Set task
Reproduce the rows below, replacing "innermost point" with "central point" and keeping everything else as it is. Omit the pictures from your output.

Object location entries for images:
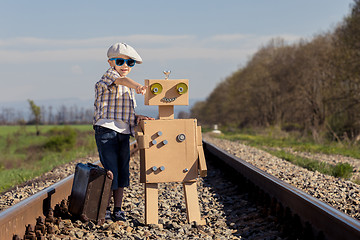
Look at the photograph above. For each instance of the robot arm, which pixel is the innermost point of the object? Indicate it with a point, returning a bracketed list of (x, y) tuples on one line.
[(201, 156)]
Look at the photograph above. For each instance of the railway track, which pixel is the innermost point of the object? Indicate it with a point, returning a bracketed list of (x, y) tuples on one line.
[(310, 218)]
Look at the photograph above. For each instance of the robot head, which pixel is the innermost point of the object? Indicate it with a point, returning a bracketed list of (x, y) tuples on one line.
[(169, 92)]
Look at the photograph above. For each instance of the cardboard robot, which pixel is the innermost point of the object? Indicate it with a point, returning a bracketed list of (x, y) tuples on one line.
[(170, 149)]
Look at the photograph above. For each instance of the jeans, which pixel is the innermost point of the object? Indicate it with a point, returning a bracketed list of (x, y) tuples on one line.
[(114, 153)]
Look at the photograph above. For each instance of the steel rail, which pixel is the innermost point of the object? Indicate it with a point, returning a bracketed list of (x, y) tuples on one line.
[(14, 219), (325, 219)]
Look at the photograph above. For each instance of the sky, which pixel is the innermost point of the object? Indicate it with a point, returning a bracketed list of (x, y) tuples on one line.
[(52, 50)]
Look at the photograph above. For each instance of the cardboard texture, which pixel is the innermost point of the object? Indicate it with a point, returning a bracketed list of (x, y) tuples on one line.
[(90, 193)]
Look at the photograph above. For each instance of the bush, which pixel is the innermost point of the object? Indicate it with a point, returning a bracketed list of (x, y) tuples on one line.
[(61, 139)]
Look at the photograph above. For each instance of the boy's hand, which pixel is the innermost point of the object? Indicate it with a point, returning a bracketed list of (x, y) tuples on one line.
[(141, 90), (142, 117)]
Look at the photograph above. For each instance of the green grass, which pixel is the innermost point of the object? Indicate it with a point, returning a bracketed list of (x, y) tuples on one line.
[(295, 144), (23, 155), (277, 142)]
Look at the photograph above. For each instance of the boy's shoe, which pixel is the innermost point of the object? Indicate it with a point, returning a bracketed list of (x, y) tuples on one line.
[(108, 215), (119, 216)]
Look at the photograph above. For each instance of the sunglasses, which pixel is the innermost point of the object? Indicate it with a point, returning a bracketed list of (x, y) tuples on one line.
[(120, 61)]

Solution for this task
Look at the photograph above. For each instance of the robot arm, which pixel is the central point of the object? Indicate it with a point, returning a bracketed list of (x, y) tuples on one line.
[(201, 156)]
Look at the photograph above. For each instance of the railway track, which pixel is the central point of the object? Indicate it with a point, returning a bracketed list of (x, y) tuples on one line.
[(310, 218)]
Look at the photograph above. For each instance of the robot head, which pixel is the central point of the object? Indicate it with a point, returning a bracketed list of (x, y) tuples on one line.
[(169, 92)]
Look at the photograph above. For each instance of the cardboard robot, which pixel is the central point of the object? Indicate it with a point, returning a bracketed list of (x, y) tuples on one line.
[(170, 149)]
Look at the photograph above. For each instance of the jeans, which pixel is the central point of the object? Indicate it with a point, returning a bracketed list of (x, y) tuples on one line.
[(114, 153)]
Look at the photograph above. For each instance of the steel rail, which pixel is the central point of the object? Indicate it with a point, returning a bracketed list of (x, y) tuples on one line.
[(14, 219), (325, 219)]
Look at the photograph above. For each instance of the sky, which pixel is the central point of the object? Indicate it with a point, returning a bracketed list of (x, y) tuples on one line.
[(52, 50)]
Look at the photograph above. For each instance of the cardboard texture, which pixel is the central point of the object? Indicate it with a point, returning a bracketed list of (x, y) tuples on one line.
[(90, 193)]
Look at the photograph above. For each instance of the bush, which pixel is the central point of the object? Indicate it with a point, returning a bracketed list of (x, y) tuples on one line.
[(61, 139)]
Look at the photograph above. For each instance of the boy's hand, which pixel is the central point of the object? Indicate it with a point, returning a bracketed list of (x, y) tuples on one line.
[(141, 90), (142, 117)]
Look at the photograph above. For each instance of the green grass, which pixel is the central point of the object? Indicate it with a point, returning a bracketed list of (x, y) tuples on one line.
[(295, 144), (23, 155), (277, 142)]
Look at the photograph above. For each instance of the boy's shoe, which pixel is the central point of the object? Indicate it with a point, returning a bracketed list of (x, y) tuples on one line.
[(108, 215), (119, 216)]
Look at the photograph above. For each instance of the sunglasses, which pixel is the central point of the object? Indicate it with a point, returning a bracketed list of (x, y) tuples on one line.
[(120, 61)]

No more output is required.